EXERCISE AIM:
I need the lines below from the one with "target | groom's arm" down to the one with "target | wildflower" reproduced exactly, both ends included, and nothing else.

★ ★ ★ ★

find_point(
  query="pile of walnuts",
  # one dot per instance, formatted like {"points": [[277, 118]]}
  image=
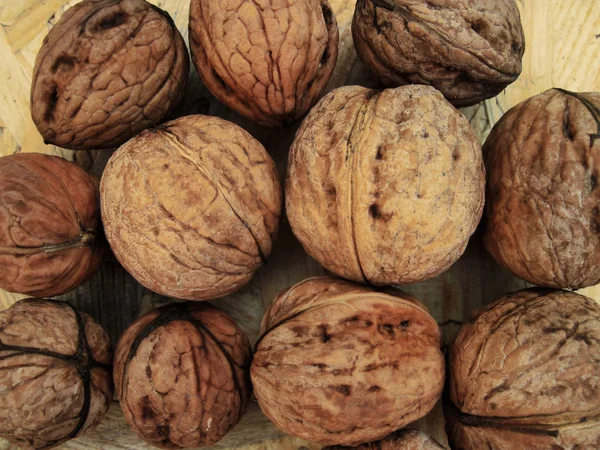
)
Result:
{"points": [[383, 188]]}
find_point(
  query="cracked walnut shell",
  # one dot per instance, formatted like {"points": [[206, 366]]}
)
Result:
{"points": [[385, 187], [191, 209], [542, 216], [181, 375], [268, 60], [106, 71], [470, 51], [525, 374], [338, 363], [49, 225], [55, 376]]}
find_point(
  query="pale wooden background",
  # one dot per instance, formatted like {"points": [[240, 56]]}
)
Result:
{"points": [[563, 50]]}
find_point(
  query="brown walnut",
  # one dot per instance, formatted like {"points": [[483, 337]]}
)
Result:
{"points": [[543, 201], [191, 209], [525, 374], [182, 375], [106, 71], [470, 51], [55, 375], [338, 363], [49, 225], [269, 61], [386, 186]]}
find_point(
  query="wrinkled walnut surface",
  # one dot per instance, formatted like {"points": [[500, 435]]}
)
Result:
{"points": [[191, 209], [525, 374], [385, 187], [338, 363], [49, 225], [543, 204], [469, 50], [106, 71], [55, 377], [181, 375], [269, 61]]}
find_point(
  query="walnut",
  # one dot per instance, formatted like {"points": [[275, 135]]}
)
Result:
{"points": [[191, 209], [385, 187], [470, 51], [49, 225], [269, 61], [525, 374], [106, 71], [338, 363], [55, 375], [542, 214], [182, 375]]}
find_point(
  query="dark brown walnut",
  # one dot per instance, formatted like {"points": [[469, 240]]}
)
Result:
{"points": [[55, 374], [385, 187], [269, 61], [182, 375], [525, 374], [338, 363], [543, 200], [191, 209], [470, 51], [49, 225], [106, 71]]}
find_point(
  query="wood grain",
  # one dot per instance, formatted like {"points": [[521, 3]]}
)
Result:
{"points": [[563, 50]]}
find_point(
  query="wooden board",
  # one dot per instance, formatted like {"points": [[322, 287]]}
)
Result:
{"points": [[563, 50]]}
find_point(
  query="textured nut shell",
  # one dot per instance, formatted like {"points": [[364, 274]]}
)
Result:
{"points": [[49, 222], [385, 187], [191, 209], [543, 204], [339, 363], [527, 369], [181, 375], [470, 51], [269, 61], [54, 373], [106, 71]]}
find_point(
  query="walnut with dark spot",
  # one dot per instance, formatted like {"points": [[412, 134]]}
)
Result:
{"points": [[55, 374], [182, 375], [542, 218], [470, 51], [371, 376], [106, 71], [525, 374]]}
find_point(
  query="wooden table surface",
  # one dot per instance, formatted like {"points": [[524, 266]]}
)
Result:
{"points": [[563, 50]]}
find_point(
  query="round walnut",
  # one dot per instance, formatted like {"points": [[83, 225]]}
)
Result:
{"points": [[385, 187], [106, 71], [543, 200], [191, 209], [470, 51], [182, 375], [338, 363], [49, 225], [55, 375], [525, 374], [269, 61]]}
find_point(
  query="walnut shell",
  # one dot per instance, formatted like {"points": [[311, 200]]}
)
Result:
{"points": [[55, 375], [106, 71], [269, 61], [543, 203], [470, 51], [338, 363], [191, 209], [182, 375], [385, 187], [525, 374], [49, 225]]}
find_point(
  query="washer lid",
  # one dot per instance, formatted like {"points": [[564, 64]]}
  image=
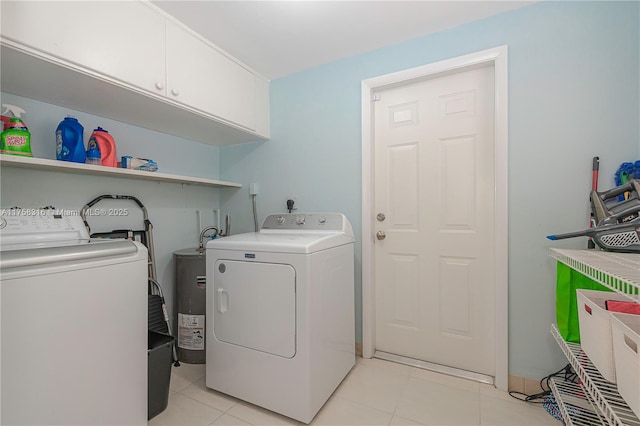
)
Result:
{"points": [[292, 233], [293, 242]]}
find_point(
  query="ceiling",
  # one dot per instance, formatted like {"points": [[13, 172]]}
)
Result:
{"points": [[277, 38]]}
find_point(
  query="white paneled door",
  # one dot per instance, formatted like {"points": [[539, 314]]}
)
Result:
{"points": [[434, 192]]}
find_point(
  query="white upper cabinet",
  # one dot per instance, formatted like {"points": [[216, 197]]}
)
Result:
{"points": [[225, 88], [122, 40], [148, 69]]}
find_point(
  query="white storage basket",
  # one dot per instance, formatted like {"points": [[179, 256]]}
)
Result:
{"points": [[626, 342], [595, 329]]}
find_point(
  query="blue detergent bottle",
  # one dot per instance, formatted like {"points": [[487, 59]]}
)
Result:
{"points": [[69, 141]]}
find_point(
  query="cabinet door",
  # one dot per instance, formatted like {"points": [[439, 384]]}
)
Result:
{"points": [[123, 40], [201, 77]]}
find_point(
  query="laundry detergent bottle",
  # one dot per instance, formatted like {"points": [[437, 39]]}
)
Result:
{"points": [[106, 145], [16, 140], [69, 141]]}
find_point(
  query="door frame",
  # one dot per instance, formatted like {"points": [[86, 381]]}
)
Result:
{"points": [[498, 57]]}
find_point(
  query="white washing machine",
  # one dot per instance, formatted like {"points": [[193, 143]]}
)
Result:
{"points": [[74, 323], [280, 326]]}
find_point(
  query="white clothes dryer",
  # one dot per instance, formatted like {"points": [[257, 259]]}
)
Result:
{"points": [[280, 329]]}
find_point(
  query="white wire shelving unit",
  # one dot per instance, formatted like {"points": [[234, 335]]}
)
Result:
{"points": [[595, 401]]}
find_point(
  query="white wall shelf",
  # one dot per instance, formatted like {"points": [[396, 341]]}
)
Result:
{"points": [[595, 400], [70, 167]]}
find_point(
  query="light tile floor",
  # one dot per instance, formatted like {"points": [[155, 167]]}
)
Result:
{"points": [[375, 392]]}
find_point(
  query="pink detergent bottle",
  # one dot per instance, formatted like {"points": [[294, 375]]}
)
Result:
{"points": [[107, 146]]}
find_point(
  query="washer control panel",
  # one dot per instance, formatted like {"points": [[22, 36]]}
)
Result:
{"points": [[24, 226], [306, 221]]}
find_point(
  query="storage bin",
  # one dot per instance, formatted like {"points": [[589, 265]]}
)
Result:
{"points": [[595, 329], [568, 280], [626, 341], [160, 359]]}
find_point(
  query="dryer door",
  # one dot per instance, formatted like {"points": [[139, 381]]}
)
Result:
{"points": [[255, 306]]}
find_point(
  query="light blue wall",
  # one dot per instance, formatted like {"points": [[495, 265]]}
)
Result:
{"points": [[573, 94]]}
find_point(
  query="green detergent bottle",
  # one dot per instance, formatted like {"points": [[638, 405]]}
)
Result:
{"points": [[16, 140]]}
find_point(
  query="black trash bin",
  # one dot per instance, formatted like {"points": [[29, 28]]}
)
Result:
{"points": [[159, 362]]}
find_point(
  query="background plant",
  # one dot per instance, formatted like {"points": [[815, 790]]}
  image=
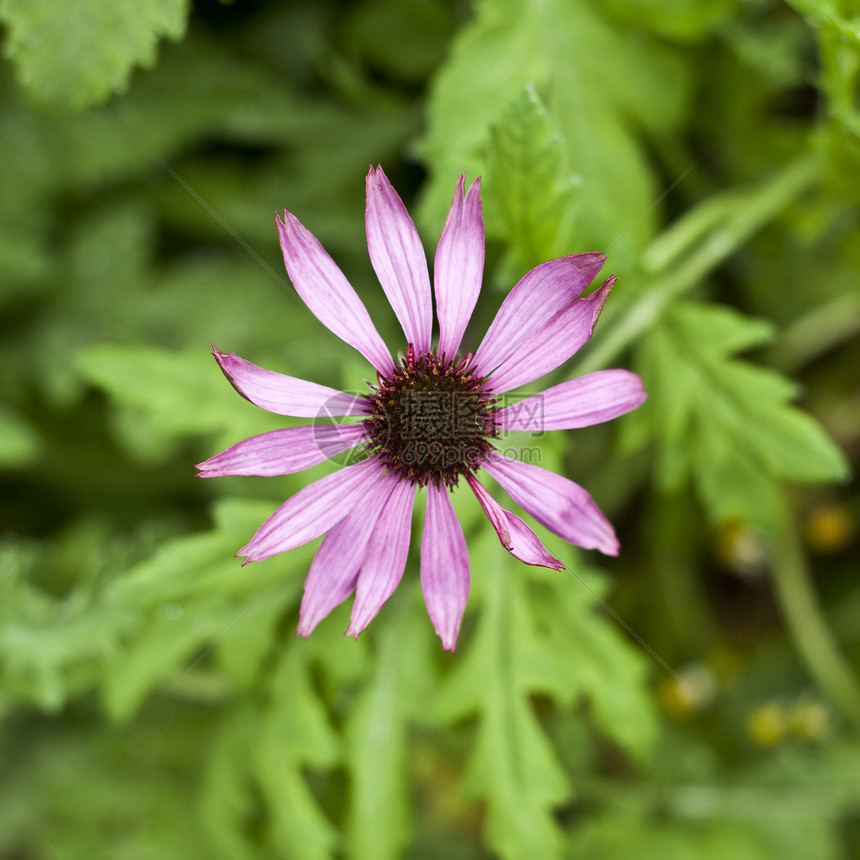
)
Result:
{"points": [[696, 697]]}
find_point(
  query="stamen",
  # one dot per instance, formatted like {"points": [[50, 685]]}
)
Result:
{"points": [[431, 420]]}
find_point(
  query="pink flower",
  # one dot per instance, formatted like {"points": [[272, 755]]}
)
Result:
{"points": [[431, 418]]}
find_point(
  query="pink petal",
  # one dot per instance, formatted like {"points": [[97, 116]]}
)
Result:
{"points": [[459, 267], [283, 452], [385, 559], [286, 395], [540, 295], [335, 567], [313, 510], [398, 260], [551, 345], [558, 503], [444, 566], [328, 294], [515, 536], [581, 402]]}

★ ★ ★ ★

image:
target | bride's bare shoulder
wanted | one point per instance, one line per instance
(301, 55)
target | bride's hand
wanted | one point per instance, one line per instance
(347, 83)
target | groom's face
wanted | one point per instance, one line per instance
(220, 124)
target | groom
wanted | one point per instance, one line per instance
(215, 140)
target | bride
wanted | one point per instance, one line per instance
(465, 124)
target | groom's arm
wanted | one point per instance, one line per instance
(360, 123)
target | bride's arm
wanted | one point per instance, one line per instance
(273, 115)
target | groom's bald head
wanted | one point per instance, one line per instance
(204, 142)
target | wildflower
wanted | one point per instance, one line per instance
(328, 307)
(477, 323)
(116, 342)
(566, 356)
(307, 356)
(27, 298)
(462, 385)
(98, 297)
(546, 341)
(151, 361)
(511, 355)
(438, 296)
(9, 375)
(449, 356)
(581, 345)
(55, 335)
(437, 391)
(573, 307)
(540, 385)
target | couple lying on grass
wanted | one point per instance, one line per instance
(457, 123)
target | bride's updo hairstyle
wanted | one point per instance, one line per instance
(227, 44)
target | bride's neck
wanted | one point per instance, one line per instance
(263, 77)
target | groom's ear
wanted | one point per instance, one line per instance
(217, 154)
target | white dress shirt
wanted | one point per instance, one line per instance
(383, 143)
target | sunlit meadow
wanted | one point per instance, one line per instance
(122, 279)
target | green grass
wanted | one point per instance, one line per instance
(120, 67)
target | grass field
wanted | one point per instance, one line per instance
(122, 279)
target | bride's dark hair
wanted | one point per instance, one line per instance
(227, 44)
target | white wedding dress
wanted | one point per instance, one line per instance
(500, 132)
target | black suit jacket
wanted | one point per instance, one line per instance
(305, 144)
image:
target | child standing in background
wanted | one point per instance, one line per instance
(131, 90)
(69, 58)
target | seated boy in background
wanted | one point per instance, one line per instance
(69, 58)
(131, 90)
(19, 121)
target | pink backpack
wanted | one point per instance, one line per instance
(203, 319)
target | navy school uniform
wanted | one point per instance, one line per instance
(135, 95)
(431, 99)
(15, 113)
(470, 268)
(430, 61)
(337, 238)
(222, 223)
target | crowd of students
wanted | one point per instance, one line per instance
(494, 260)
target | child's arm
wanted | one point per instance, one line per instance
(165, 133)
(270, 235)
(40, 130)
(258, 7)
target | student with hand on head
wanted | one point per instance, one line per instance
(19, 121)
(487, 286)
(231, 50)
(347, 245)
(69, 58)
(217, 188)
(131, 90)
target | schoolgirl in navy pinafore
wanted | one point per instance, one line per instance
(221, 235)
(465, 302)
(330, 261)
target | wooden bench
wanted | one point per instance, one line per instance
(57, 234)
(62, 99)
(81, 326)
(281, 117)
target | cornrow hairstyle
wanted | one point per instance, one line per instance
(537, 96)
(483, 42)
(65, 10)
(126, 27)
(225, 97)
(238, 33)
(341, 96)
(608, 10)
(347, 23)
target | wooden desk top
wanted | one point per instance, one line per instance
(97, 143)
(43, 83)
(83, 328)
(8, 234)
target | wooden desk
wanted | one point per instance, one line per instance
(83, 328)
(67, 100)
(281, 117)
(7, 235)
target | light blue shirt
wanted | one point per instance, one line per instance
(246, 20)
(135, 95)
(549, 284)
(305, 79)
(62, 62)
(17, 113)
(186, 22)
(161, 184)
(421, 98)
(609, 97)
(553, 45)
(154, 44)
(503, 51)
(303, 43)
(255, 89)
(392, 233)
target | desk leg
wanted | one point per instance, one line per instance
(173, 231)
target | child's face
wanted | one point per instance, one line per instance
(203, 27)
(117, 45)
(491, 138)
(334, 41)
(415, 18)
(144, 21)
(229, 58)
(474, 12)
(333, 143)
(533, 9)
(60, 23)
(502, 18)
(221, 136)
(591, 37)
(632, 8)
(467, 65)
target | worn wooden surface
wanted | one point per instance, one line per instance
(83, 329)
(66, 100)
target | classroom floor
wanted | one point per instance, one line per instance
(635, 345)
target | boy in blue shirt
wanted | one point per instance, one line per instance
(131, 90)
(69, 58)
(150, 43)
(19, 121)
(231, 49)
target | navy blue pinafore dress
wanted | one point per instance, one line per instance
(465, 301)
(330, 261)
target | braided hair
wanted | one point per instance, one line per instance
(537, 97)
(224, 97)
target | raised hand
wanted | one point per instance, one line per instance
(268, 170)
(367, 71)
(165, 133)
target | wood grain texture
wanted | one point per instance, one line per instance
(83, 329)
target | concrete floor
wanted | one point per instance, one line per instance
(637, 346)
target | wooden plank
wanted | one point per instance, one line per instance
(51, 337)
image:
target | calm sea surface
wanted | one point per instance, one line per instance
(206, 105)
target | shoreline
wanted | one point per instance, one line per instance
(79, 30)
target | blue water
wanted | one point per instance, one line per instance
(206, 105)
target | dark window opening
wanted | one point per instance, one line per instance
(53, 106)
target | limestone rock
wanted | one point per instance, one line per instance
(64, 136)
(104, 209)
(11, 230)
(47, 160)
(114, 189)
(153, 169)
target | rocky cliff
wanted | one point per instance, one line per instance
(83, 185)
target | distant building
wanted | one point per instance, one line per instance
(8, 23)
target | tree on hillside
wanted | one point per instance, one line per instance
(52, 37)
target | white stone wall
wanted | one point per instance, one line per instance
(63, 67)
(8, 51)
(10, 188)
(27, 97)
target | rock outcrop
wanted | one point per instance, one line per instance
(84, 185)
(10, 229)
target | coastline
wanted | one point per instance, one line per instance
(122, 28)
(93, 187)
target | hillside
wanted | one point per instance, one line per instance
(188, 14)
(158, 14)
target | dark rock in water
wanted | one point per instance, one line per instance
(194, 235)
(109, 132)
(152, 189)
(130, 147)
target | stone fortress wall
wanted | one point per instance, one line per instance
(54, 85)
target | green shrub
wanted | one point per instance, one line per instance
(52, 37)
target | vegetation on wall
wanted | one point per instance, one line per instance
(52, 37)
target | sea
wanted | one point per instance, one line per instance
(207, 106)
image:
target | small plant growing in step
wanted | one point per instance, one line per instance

★ ★ ★ ★

SOLVED EXERCISE:
target | groom's arm
wanted | one point per instance, one line per instance
(360, 123)
target | bride's arm
wanted | one point per instance, one line per instance
(273, 115)
target | groom's bald head
wanted | one point per instance, one line per instance
(204, 142)
target | wildflower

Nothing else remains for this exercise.